■ MATERIAL:
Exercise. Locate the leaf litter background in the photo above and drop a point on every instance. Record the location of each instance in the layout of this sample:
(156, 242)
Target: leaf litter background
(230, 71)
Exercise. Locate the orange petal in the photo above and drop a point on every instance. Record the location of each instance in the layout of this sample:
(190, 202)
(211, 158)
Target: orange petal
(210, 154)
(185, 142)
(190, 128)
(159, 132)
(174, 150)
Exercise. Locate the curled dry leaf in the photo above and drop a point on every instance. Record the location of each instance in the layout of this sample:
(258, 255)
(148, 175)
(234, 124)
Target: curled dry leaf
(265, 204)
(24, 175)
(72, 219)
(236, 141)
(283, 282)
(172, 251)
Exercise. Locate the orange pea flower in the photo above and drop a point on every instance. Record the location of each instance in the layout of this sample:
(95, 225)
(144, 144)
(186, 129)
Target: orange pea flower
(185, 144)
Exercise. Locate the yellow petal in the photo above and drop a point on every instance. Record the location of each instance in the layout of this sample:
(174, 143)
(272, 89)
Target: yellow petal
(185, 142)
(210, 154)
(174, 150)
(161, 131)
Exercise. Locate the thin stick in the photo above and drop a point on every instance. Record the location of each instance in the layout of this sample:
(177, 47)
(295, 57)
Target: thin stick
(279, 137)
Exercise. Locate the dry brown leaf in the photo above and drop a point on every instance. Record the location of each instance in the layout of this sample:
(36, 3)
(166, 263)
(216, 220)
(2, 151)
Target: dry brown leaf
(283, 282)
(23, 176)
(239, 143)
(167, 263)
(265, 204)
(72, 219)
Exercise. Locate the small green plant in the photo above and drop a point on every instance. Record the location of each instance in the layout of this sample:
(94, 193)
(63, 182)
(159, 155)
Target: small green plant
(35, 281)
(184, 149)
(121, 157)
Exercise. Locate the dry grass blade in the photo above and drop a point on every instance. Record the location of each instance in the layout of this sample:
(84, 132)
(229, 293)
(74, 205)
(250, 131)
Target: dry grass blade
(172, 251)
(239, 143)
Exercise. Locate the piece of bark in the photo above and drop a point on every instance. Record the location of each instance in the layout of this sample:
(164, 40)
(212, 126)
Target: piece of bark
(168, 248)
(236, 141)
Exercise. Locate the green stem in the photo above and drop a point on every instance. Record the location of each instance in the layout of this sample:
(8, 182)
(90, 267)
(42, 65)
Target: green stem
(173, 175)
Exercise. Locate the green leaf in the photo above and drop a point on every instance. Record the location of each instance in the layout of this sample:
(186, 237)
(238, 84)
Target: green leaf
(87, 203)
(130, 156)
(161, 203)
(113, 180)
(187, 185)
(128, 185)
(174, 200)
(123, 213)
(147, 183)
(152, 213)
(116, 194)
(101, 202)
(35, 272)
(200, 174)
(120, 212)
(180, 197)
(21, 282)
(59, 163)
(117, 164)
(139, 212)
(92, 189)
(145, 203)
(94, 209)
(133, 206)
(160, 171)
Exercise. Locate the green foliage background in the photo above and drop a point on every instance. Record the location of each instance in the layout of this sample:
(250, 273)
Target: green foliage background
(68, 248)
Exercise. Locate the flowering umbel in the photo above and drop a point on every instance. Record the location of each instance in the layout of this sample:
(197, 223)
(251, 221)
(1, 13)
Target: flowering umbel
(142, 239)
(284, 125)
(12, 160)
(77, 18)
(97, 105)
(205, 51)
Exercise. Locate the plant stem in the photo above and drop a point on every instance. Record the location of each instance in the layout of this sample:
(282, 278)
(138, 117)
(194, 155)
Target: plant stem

■ GIVEN INSTRUCTION:
Rewrite every line of the entries above as a numbered list, leaving out any blank lines.

■ EXERCISE SOLUTION:
1. Exercise. Locate the leaf litter background in the photo above and drop a point on every instance. Record the location of each instance in the layout of this sample:
2. (156, 242)
3. Target: leaf litter background
4. (230, 71)
5. Exercise. Locate the orange petal in the photo above and drop a point on every instance. Record the location of each instance in the layout of this sample:
6. (190, 202)
7. (211, 158)
8. Target: orange petal
9. (210, 154)
10. (185, 142)
11. (190, 128)
12. (159, 132)
13. (174, 150)
14. Exercise. Locate the curled dry leaf in the photo above and drop a point on every instance. Record the location of each instance in the layout of this sample:
15. (258, 255)
16. (148, 175)
17. (234, 124)
18. Target: curled dry leaf
19. (265, 204)
20. (24, 175)
21. (72, 219)
22. (236, 141)
23. (283, 282)
24. (172, 251)
25. Exercise. Locate the orange pea flower in the photo above and drop a point on every instance. Record the location of each instance in the layout of this sample:
26. (95, 225)
27. (144, 144)
28. (186, 129)
29. Target: orange pea flower
30. (185, 144)
31. Exercise. Locate the yellow petal in the photo above and drop a point on every instance. Record the location of each instance in the layout of this sample:
32. (174, 143)
33. (272, 89)
34. Target: yellow petal
35. (185, 142)
36. (210, 154)
37. (174, 150)
38. (161, 131)
39. Exercise. Locate the thin stick in the photo above and drop a point on every instance. Record the location of each instance in the layout of this sample:
40. (177, 47)
41. (295, 57)
42. Target: thin stick
43. (279, 137)
44. Exercise. Locate the dry brown leaf in the photo above and drop a point on every instance. Record the location of each instance in the layout of this sample:
45. (36, 3)
46. (166, 263)
47. (216, 220)
48. (2, 151)
49. Target: dry brown leaf
50. (283, 282)
51. (23, 176)
52. (239, 143)
53. (167, 263)
54. (265, 204)
55. (72, 219)
56. Exercise. Locate the small green plant in the photo above and drop a point on every instance. Record the location of each instance in the layout of this sample:
57. (94, 193)
58. (63, 182)
59. (159, 155)
60. Target: small green plant
61. (35, 281)
62. (184, 149)
63. (121, 157)
64. Exercise. Locate the dry grass blade in the photo above and drop a point on every instance. Record the location of each instance in the layout of this sample:
65. (84, 132)
66. (229, 293)
67. (74, 205)
68. (250, 131)
69. Target: dry grass blade
70. (172, 251)
71. (239, 143)
72. Exercise. Locate the piece of bark in the photo above and drop a point on every instance. Record the location of each instance in the layout of this sample:
73. (164, 40)
74. (212, 126)
75. Target: piece of bark
76. (168, 248)
77. (236, 141)
78. Exercise. Locate the green stem in the photo above and drop a point on every instance. Record the location of each instance in the layout of this sample:
79. (8, 182)
80. (90, 267)
81. (42, 65)
82. Target: green stem
83. (173, 175)
84. Exercise. Locate the green leaf in the photo above and drop a point on every instance. Record the location of each instance in the layout of this sample:
85. (186, 237)
86. (238, 84)
87. Target: green leaf
88. (87, 203)
89. (130, 156)
90. (161, 203)
91. (113, 180)
92. (187, 185)
93. (128, 185)
94. (174, 200)
95. (123, 213)
96. (147, 183)
97. (152, 213)
98. (116, 194)
99. (101, 202)
100. (35, 272)
101. (200, 174)
102. (120, 212)
103. (180, 197)
104. (21, 282)
105. (59, 163)
106. (117, 164)
107. (139, 212)
108. (92, 189)
109. (145, 203)
110. (94, 209)
111. (133, 206)
112. (160, 171)
113. Exercise. Locate the green foliage background in the photo above and drop a point on every instance. Record the location of each instance in the layout of this sample:
114. (250, 273)
115. Target: green foliage background
116. (68, 248)
117. Exercise. Locate the flowering umbel in the photo above and drop a point on every instance. Record the location of each instance in the layout of this sample:
118. (197, 223)
119. (251, 221)
120. (1, 13)
121. Target: flowering umbel
122. (142, 239)
123. (284, 125)
124. (12, 160)
125. (77, 18)
126. (97, 105)
127. (205, 51)
128. Exercise. Locate the plant stem in the photo above and drop a point on every instance. Record the location of each instance in the layout of this sample:
129. (282, 278)
130. (138, 117)
131. (194, 155)
132. Target: plant stem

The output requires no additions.